The whiff of fall sends a movie critic into reveries of Toronto, where the annual film festival (TIFF) is underway again. It’s a lovely city that hosts a first rate festival. Is the shoe museum still open?
A movie like Mercedes Bryce Morgan’s “Fixation” triggers other memories, of the oddities one finds in that festival’s eclectic-by-design/serious and yet eccentric-by season-of-the-year programming.
Fall is when the weirder works of Canadians Guy Maddin and Atom Egoyan make their appearance, movies previewed pre-fall at TIFF. Many’s the early morning when I gave myself over to the onanistic excesses of whatever Lars von Trier or his ilk was trotting out this year, staring at my watch as I wondered where this was going and how much longer it would go on.
“Fixation” is a psychological thriller and murder mystery by genre. What it turns out to be is a bizarre burlesque of mental illness, memory and psychotherapy.
Hell, it even has Stephen McHattie, who played a self-serious but comically unethical psychotherapist on “Seinfeld,” as a possibly ingenious, probably demented head-shrinker.
Remember the simplistic dream interpretations of Hitchcock’s “Spellbound?” It’s a bit like that, with a touch of “Truman Show” and hints of Von Trier, et al in its elaborate fever-dream cure.
Maddie Hasson of “Malignant” and TV’s “Mr. Mercedes” stars as Dora, a young patient at a peculiarly designed, oddly-staffed mental hospital. She’s there under court order, we gather. She’s under the care of Dr. Clark (McHattie) and his colleague, who likes to go by “Doctor Melanie” (Genesis Rodriguez).
Something about the questions Dr. Melanie asks, the tests Dr. Melanie administers and the peculiar, severe hair and makeup (think Tim Burton’s mates) she exhibits makes one wonder what Dr. Mel is all about.

ASSIGNED TASK A:
In the review of "Fixation," who plays Dora?
ASSIGNED TASK B:
Transcribe the stretch of the "Fixation" review from "A movie like" through "eccentric-by season-of-the-year programming.".

DATASET CONTENT:
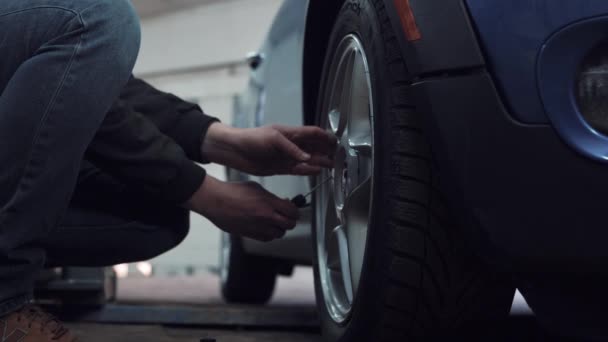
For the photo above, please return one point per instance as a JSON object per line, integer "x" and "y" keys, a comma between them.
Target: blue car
{"x": 473, "y": 142}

WRITTEN REPLY A:
Maddie Hasson

WRITTEN REPLY B:
A movie like Mercedes Bryce Morgan’s “Fixation” triggers other memories, of the oddities one finds in that festival’s eclectic-by-design/serious and yet eccentric-by season-of-the-year programming.